▶ _Document section_:

UNITED STATES

SECURITIES AND EXCHANGE COMMISSION

Washington, D.C. 20549

 

FORM 8-K

 

CURRENT REPORT

Pursuant to Section 13 or 15(d)

of the Securities Exchange Act of 1934

Date of Report (Date of earliest event reported): December 17, 2019

 

ACHIEVE LIFE SCIENCES, INC.

(Exact name of Registrant as Specified in Its Charter)

 

 

Delaware

 

033-80623

 

95-4343413

(State or Other Jurisdiction

of Incorporation)

 

(Commission

File Number)

 

(IRS Employer

Identification No.)

 

 

1040 West Georgia, Suite 1030

Vancouver, B.C., Canada

 

V6E 4H1

(Address of Principal Executive Offices)

 

(Zip Code)

Registrant’s Telephone Number, Including Area Code: (604) 210-2217

N/A

(Former Name or Former Address, if Changed Since Last Report)

 

Check the appropriate box below if the Form 8-K filing is intended to simultaneously satisfy the filing obligation of the registrant under any of the following provisions (see General Instruction A.2. below):

 

Written communications pursuant to Rule 425 under the Securities Act (17 CFR 230.425)

 

Soliciting material pursuant to Rule 14a-12 under the Exchange Act (17 CFR 240.14a-12)

 

Pre-commencement communications pursuant to Rule 14d-2(b) under the Exchange Act (17 CFR 240.14d-2(b))

▶ _Dataset extract_:

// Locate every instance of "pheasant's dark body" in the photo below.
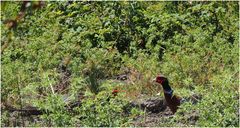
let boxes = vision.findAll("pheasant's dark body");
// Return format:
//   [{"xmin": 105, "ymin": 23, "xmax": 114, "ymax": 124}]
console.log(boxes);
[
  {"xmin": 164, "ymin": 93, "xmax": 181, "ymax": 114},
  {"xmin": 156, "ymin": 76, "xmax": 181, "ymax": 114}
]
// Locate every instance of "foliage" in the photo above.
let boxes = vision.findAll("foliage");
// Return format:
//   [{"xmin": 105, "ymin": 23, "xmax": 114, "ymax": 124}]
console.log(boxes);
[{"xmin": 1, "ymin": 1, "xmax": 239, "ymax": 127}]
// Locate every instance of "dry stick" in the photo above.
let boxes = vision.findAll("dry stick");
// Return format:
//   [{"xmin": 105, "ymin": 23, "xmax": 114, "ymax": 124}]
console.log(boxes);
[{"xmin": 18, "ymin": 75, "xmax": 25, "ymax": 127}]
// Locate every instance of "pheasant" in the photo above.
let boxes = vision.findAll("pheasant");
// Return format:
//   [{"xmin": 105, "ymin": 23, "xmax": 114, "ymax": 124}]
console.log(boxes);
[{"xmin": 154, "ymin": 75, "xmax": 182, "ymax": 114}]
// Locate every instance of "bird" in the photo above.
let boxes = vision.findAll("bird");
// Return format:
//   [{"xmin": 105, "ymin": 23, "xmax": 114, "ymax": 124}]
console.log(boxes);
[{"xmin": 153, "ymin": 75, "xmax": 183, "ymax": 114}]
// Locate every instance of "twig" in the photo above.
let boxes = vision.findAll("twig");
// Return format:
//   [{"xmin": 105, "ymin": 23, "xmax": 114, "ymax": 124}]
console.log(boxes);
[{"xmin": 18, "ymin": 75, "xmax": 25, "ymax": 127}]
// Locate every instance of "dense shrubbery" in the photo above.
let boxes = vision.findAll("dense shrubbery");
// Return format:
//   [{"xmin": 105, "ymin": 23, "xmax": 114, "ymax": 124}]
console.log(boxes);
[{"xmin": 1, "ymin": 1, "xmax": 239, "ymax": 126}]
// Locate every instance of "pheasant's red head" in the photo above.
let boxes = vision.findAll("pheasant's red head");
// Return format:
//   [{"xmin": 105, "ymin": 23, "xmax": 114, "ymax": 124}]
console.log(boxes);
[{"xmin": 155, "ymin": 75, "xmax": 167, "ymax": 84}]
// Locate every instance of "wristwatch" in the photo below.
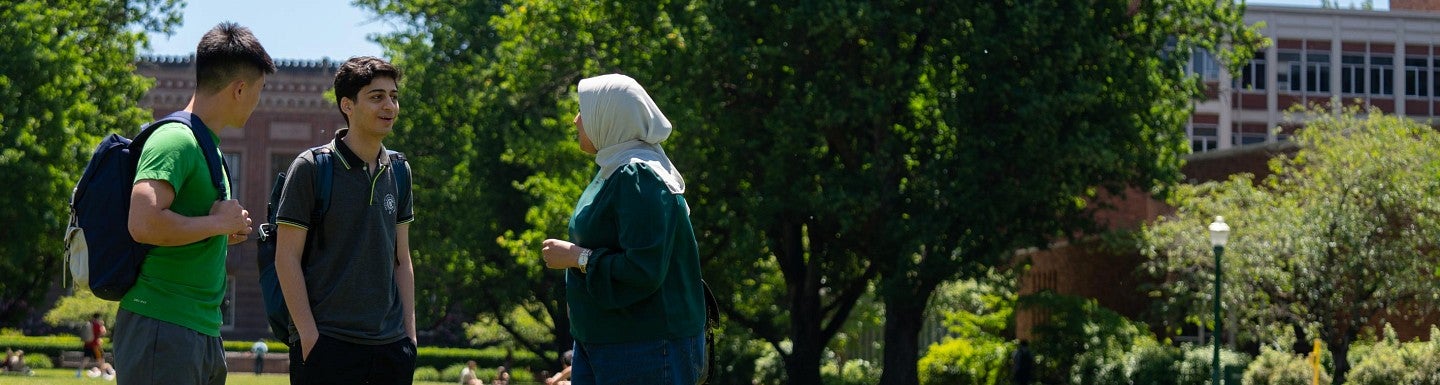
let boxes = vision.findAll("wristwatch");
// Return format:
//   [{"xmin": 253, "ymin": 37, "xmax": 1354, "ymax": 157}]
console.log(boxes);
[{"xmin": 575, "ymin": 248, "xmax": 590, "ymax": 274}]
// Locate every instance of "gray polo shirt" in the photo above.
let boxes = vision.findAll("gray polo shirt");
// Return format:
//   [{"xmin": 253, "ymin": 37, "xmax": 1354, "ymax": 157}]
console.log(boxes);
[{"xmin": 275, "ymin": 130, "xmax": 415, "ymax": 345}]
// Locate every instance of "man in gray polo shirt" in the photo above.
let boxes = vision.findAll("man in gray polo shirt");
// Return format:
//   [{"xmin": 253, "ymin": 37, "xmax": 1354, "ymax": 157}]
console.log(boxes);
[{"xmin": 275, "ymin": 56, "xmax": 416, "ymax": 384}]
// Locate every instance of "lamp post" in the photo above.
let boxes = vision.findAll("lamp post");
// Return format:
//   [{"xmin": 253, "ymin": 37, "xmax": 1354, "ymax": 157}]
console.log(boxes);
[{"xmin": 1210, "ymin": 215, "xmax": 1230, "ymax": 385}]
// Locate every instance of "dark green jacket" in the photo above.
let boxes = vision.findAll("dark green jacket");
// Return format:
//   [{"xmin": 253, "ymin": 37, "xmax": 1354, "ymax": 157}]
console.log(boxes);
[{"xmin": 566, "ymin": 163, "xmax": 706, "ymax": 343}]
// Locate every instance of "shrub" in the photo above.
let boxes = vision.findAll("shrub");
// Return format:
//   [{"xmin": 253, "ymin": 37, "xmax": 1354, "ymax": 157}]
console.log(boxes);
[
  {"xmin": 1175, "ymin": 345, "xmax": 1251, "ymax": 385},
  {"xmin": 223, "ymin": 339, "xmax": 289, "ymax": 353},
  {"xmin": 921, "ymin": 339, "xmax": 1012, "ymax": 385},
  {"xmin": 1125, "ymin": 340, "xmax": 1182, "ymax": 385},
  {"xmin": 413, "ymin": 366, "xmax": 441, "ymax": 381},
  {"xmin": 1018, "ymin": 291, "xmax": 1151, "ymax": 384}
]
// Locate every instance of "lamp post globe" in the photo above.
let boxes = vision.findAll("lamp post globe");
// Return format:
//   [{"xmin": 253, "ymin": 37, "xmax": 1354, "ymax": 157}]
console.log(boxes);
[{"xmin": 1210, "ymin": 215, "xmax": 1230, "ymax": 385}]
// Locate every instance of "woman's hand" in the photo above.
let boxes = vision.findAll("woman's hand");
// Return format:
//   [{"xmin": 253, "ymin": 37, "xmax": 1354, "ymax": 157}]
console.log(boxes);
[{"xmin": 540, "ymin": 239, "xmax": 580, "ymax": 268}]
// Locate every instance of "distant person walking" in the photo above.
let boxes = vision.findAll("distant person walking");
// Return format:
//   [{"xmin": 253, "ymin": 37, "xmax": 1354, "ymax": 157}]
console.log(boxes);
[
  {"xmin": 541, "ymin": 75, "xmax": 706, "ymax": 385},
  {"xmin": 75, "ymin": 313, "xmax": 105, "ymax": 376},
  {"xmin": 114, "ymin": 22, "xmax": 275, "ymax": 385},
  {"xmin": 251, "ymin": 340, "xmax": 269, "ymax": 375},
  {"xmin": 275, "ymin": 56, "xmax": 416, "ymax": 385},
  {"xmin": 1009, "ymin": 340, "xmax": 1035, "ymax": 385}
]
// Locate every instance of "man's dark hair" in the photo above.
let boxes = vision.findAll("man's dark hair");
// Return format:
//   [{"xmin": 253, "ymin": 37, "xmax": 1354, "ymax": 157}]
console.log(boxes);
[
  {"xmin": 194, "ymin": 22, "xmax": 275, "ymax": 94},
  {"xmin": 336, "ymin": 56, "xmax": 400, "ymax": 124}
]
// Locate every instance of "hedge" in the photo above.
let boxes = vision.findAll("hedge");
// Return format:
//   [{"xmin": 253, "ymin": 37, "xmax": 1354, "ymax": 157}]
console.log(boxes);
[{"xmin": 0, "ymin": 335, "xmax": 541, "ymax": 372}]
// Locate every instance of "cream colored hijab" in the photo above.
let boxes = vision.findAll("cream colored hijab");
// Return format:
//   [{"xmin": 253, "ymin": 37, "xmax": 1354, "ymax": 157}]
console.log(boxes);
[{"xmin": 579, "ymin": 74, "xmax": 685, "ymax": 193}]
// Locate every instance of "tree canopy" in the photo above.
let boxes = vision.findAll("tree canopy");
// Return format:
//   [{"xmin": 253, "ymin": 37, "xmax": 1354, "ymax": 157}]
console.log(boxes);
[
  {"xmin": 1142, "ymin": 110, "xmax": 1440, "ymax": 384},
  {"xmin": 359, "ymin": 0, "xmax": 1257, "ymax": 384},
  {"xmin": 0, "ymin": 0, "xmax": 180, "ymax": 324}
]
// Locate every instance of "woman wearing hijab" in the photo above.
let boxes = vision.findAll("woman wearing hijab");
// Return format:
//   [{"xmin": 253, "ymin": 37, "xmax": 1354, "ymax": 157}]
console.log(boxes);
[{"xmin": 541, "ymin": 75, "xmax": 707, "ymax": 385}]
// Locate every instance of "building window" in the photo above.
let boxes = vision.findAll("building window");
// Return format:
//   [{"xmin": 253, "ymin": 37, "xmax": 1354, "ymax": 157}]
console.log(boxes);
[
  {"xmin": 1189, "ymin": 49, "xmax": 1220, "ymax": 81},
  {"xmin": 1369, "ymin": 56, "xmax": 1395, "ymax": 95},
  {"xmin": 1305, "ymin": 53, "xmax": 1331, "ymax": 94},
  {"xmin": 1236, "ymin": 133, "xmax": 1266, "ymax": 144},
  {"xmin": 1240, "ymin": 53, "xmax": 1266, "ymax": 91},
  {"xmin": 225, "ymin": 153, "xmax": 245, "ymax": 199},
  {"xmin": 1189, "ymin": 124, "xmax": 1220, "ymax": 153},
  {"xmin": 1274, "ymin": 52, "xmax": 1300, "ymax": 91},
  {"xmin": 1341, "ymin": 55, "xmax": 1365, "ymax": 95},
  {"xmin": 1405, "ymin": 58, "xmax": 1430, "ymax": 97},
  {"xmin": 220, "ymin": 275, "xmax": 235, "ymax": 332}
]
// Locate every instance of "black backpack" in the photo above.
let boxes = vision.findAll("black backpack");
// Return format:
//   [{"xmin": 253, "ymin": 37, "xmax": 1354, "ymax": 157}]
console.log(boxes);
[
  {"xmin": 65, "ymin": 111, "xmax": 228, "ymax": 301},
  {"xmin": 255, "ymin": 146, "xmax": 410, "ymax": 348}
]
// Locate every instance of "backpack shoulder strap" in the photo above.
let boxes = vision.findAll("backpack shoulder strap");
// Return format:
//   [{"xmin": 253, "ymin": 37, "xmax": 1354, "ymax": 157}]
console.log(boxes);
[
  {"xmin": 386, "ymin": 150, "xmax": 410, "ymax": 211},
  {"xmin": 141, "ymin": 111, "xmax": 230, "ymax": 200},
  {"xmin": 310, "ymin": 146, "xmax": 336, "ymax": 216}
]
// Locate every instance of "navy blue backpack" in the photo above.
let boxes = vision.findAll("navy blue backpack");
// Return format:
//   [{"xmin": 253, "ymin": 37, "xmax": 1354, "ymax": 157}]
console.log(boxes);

▶ _Work to complete_:
• A. Which lines of the records contain the string "hand", with case counting? Report each of those lines in full.
• B. Pick up the Form 8-K cover page after its last line and keep writing it.

▶ _Results in order_:
• A.
// Locate every instance of "woman's hand" in the photo above.
let boxes = vision.findAll("woman's hand");

• B.
 

Pre-commencement communications pursuant to Rule 13e-4(c) under the Exchange Act (17 CFR 240.13e-4(c))

Securities registered pursuant to Section 12(b) of the Act:

Title of each class

Trading Symbol

Name of exchange on which registered

Common Stock, par value $0.001 per share

ACHV

The NASDAQ Capital Market

Indicate by check mark whether the registrant is an emerging growth company as defined in Rule 405 of the Securities Act of 1933 (§230.405 of this chapter) or Rule 12b-2 of the Securities Exchange Act of 1934 (§240.12b-2 of this chapter).

Emerging growth company  

If an emerging growth company, indicate by check mark if the registrant has elected not to use the extended transition period for complying with any new or revised financial accounting standards provided pursuant to Section 13(a) of the Exchange Act.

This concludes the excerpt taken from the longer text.